• _Records shown_
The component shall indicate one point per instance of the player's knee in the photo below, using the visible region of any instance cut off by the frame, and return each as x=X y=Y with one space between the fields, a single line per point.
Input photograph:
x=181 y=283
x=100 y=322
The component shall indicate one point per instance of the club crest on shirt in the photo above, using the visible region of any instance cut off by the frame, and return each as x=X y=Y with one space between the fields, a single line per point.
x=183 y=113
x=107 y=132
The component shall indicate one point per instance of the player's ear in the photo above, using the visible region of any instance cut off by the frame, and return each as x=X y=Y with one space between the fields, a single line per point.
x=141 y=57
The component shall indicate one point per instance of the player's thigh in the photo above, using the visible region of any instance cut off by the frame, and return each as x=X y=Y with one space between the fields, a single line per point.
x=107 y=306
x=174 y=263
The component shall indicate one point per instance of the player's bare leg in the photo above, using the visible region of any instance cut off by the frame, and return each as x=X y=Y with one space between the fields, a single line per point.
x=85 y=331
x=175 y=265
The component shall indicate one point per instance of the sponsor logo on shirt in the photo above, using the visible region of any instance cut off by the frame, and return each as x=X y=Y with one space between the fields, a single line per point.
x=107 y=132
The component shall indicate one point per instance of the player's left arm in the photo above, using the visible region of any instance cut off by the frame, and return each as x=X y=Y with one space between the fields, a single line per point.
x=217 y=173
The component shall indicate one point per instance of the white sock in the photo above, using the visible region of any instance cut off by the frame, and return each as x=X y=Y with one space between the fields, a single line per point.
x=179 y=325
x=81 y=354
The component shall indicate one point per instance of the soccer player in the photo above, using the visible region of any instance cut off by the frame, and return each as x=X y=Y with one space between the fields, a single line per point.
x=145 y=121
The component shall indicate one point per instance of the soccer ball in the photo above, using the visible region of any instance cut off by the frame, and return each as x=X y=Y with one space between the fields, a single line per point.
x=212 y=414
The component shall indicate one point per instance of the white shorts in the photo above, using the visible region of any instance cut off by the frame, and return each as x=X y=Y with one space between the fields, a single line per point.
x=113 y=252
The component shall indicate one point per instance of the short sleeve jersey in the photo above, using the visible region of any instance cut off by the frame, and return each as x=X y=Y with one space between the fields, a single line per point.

• _What the task asks_
Copy the data above exactly. Every line must be included.

• _Right answer_
The component shall indicate one point per instance of the player's knee in the photo below, using the visible region of any instance cut off by the frame, and return each as x=X y=Y with one space between the fields, a single line per point.
Input photograph:
x=181 y=283
x=100 y=322
The component shall indicate one point per instance of the club crest on shirt in the photo above, using the visible region of any instance cut off by the frame, and return each as x=X y=Y with one space between the fields, a single line per point.
x=183 y=113
x=107 y=132
The component shall indicate one point per instance of the player's ear in the photo above, using the visible region of any instance cut off by the frame, and return each as x=X y=Y with one space between the fields, a single line per point.
x=141 y=57
The component shall indicate one point per instance of the player's thigh in the photo above, using the visible region of any instance cut off by the frame, and return each as x=X y=Y with one space between the fields, a single line per point.
x=107 y=306
x=174 y=263
The component shall indicate one point per instance of the player's bare leg in the photo above, using the visible region of any instance cut off by the frame, and return each as x=X y=Y with one space between the fields, a single line per point.
x=85 y=331
x=175 y=265
The component shall indicate one point per instance of the sponsor logo on shirt in the photo above, using the visible region of any instance cut off by the frame, and return each as x=X y=Y with one space between the fields, a single line per point.
x=107 y=132
The component shall indicate one point per instance of the player's left arm in the photo above, using the visible region of any instance cut off by the frame, and return each as x=X y=Y with one space between the fields, a single line per point.
x=217 y=173
The component shall indicate one point per instance of the white sock in the photo above, using the visible region of any instance cut off by the frame, and return each as x=X y=Y with one space between the fields, a single line per point.
x=179 y=325
x=81 y=354
The component shall indicate one point per instance of the soccer player in the photo above, using the visible region of any instance cut off by the frame, and return each as x=X y=Y with one space between the fields, a single line per point.
x=145 y=121
The component shall indicate one point per instance of the soccer ball in the photo above, using the visible region of any instance cut off by the frame, and return each as x=X y=Y with one space between the fields, a single line per point.
x=212 y=414
The component shall indicate one point per instance of the white shorts in the photo above, using the visible region of any instance cut off by the frame, and return each as x=X y=Y with one space between the fields, a single line per point.
x=113 y=252
The component shall indicate one point per instance of the short sleeve jersey in the photo above, using the visible region of any instance cut off by the frame, and return each as x=X y=Y with one space between the fields, a single line per point.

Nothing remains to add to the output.